• **WHAT THE EXERCISE ASKS**:
Nothing should change. Output the data exactly.

────────

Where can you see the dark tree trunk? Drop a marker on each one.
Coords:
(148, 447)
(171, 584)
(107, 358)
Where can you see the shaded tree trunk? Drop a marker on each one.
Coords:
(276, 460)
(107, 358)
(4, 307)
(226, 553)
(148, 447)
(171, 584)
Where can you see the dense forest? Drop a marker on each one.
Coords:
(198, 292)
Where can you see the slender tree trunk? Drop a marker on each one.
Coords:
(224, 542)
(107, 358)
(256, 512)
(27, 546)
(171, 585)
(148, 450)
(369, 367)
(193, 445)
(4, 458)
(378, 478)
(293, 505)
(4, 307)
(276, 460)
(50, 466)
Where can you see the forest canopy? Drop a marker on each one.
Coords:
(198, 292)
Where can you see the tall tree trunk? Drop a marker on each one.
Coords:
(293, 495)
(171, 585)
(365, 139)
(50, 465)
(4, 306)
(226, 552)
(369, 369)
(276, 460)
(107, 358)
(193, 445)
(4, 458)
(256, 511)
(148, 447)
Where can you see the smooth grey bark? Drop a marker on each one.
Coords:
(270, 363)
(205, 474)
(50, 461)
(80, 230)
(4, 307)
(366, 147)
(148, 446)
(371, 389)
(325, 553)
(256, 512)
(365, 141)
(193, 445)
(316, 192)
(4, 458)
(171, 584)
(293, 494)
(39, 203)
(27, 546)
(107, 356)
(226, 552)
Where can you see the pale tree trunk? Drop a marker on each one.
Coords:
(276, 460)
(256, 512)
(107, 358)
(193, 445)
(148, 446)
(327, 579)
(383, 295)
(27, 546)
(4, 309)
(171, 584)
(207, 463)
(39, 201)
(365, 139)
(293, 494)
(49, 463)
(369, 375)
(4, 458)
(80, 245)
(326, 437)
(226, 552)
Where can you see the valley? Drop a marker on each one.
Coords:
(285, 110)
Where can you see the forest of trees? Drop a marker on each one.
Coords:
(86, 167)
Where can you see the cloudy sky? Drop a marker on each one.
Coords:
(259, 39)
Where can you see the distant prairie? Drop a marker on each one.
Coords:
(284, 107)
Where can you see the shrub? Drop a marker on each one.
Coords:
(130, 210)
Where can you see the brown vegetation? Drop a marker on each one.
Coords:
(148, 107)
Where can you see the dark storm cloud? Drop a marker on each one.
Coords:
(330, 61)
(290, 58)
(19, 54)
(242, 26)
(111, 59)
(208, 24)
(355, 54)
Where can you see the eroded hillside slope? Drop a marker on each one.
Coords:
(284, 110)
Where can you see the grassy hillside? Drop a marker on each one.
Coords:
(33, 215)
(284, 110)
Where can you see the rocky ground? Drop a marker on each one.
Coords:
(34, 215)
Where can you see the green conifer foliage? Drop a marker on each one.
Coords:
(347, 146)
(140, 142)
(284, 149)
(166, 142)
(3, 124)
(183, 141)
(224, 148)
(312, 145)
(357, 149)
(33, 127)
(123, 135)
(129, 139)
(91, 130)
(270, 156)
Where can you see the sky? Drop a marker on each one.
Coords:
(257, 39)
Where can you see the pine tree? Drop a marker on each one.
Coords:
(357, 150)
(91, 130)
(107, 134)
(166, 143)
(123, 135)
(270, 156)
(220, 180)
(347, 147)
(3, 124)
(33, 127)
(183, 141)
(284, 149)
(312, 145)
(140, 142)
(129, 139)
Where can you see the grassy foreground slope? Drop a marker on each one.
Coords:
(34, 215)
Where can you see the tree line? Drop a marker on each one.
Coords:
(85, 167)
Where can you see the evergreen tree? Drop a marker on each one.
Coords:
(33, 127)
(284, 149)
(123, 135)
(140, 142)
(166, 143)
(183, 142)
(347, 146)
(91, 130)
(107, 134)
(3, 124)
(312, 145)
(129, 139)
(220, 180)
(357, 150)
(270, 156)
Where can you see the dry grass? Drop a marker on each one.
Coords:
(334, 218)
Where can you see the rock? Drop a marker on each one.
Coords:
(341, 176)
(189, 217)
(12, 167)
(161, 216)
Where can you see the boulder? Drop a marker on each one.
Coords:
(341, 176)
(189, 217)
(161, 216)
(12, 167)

────────

• **SOLUTION**:
Where can you see the dark tree trunk? Drop a marker on each one.
Coords:
(148, 447)
(171, 584)
(107, 358)
Where can you see the shaded tree trunk? Drop a marker on each one.
Coords:
(276, 460)
(107, 358)
(4, 307)
(226, 553)
(148, 447)
(171, 584)
Where can you see the dense forest? Drop a marker on each one.
Coords:
(198, 292)
Where can you see the slender tree trunk? Drop a marker on each one.
Coords:
(224, 542)
(107, 358)
(256, 512)
(27, 546)
(171, 585)
(148, 450)
(369, 367)
(193, 445)
(4, 458)
(378, 478)
(293, 505)
(4, 307)
(276, 460)
(50, 466)
Where can you see the forest canopy? Drop a marker on each one.
Coords:
(198, 292)
Where can you see the tall tree trunk? Drop a marker on each one.
Coords:
(293, 495)
(171, 585)
(365, 139)
(50, 465)
(4, 306)
(226, 552)
(369, 369)
(276, 460)
(107, 358)
(193, 445)
(4, 458)
(256, 511)
(148, 447)
Where can you see the smooth grey bark? Drop a marker on each one.
Coords:
(270, 363)
(205, 474)
(50, 461)
(80, 230)
(4, 307)
(366, 147)
(148, 446)
(371, 389)
(325, 553)
(256, 512)
(365, 141)
(193, 445)
(316, 192)
(4, 458)
(171, 584)
(293, 494)
(39, 203)
(27, 546)
(107, 356)
(226, 552)
Where can you see the pale tree trunk? Drop a marker on each one.
Coords:
(276, 460)
(256, 512)
(107, 358)
(193, 445)
(148, 446)
(327, 579)
(383, 295)
(27, 546)
(4, 309)
(171, 584)
(207, 463)
(39, 201)
(365, 139)
(293, 494)
(49, 463)
(369, 375)
(4, 458)
(80, 245)
(326, 437)
(226, 552)
Where can you see the valley? Drop a marker on each one.
Coords:
(285, 110)
Where can you see the forest of trees? Drop a marker on each one.
Coords:
(86, 167)
Where can you see the cloudy sky? Drop a marker on each one.
Coords:
(259, 39)
Where can you see the distant prairie? Drop a marker on each one.
Coords:
(284, 107)
Where can you see the shrub? Drop a marker on each one.
Coords:
(130, 210)
Where can you see the brown vegetation? Drop a marker on each one.
Coords:
(148, 107)
Where can you see the dark storm cloud? Drop a marker on each one.
Coords:
(330, 61)
(290, 58)
(19, 54)
(242, 26)
(111, 59)
(208, 24)
(355, 54)
Where can you see the eroded hillside slope? Drop a marker on each one.
Coords:
(284, 110)
Where can you see the grassy hillside? Drop a marker on each one.
Coords:
(33, 215)
(284, 110)
Where can you see the rocky ground? Drop a marker on each one.
Coords:
(34, 215)
Where can you see the green conifer foliage? Drop a marker on each one.
Coords:
(347, 146)
(140, 142)
(284, 149)
(166, 142)
(3, 124)
(183, 141)
(224, 148)
(312, 145)
(357, 149)
(33, 127)
(123, 135)
(129, 139)
(91, 130)
(270, 156)
Where can you see the sky? Drop a marker on each one.
Coords:
(257, 39)
Where can you see the pine tree? Drop a marker on each one.
Coords:
(357, 150)
(91, 130)
(107, 134)
(166, 143)
(123, 135)
(270, 156)
(220, 180)
(347, 147)
(3, 124)
(33, 127)
(183, 141)
(284, 149)
(312, 145)
(140, 142)
(129, 139)
Where can you see the grassy foreground slope? Drop a marker on each one.
Coords:
(34, 215)
Where can you see the tree line? Drop a marker on each one.
Coords:
(85, 167)
Where can you see the evergreen tree? Drop a marker on each one.
Coords:
(33, 127)
(284, 149)
(123, 135)
(140, 142)
(166, 143)
(183, 142)
(347, 146)
(91, 130)
(107, 134)
(3, 124)
(312, 145)
(129, 139)
(220, 180)
(357, 150)
(270, 156)
Where can you see the dry grass? Drop a marker on each one.
Coords:
(334, 218)
Where can you see the rock? Drop a marker on each one.
Coords:
(341, 176)
(189, 217)
(12, 167)
(161, 216)
Where can you see the boulder? Drop a marker on each one.
Coords:
(341, 176)
(189, 217)
(161, 216)
(12, 167)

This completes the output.